What is being asked: Every line with "segment" in it should be copied from the data.

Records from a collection
%%

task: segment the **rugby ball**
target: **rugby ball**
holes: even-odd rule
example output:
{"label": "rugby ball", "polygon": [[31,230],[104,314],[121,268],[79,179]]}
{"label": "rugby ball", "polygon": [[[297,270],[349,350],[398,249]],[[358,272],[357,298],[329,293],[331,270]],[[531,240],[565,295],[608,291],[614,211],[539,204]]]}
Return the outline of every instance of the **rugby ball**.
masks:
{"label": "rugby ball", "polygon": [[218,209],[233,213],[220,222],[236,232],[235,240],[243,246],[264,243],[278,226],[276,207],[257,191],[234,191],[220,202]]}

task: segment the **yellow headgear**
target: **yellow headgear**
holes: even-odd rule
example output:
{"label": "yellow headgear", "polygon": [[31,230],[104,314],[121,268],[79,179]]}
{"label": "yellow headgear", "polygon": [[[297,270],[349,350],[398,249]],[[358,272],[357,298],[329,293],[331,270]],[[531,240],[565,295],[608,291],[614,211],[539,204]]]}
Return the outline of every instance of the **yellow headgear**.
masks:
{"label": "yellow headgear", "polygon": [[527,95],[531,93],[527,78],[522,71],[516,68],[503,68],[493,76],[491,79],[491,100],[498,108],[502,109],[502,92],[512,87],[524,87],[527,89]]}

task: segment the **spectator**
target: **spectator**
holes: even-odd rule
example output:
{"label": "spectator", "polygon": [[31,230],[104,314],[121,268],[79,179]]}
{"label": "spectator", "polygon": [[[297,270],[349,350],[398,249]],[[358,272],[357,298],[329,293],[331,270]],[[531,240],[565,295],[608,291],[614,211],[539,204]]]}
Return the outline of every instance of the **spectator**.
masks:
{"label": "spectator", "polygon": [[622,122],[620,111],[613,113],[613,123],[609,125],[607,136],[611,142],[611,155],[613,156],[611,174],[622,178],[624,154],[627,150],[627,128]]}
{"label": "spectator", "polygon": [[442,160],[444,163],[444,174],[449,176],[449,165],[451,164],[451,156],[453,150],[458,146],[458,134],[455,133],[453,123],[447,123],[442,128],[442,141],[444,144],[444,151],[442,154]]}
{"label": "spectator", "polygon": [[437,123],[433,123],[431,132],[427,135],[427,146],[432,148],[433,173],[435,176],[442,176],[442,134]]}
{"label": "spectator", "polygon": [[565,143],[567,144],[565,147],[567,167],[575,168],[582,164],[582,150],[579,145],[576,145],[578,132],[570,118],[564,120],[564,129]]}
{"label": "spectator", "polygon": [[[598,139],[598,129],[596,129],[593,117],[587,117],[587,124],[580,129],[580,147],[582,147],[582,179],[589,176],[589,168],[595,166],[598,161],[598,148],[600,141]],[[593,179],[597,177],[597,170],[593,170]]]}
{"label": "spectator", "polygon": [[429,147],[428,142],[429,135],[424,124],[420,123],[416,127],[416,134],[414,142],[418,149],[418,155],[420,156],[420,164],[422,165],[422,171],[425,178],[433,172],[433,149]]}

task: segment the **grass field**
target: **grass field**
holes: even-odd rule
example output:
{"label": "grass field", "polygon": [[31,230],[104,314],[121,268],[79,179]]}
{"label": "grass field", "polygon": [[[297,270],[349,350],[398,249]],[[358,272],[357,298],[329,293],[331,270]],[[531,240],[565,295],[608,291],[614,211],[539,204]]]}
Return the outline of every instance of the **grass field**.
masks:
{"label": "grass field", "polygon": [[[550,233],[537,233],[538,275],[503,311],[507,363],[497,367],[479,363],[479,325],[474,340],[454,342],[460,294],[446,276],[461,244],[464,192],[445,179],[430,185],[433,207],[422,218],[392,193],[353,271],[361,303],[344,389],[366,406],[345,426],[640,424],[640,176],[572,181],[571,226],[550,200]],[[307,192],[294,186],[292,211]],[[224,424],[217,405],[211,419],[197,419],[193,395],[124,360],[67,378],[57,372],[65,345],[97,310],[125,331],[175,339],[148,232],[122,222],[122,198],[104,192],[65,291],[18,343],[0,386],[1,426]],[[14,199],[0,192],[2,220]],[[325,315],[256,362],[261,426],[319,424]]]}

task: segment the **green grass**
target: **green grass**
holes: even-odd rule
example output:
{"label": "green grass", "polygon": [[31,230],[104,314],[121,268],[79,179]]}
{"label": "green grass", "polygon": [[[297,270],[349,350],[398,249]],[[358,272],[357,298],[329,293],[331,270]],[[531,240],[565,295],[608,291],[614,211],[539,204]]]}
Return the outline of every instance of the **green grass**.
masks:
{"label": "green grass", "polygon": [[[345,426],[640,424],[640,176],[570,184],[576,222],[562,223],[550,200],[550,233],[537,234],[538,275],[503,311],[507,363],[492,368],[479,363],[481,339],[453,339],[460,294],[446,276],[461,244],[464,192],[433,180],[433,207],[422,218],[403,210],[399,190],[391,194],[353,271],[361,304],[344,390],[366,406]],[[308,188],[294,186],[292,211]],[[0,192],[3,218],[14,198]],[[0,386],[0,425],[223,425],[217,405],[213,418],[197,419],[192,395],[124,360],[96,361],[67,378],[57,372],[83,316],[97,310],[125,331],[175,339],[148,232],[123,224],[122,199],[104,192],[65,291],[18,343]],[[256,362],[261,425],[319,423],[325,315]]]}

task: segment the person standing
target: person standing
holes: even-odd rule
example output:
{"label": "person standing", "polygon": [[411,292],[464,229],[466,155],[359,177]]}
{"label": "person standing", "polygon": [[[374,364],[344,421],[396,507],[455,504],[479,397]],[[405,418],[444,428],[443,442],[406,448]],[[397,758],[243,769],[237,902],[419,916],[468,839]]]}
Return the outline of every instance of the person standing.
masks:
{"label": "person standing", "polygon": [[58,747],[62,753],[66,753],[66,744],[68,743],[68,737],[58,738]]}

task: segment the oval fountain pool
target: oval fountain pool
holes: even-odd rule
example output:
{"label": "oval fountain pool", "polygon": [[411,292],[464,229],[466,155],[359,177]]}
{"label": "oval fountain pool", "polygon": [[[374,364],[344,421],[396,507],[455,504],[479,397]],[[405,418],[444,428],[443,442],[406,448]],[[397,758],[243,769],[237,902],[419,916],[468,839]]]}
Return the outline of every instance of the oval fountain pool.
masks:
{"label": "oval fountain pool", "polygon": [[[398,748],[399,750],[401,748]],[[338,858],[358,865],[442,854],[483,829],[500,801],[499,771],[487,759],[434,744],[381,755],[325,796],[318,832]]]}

%%

The completed task:
task: segment the **rugby ball**
task: segment the **yellow headgear**
task: segment the **spectator**
task: segment the **grass field**
task: segment the **green grass**
task: segment the person standing
task: segment the oval fountain pool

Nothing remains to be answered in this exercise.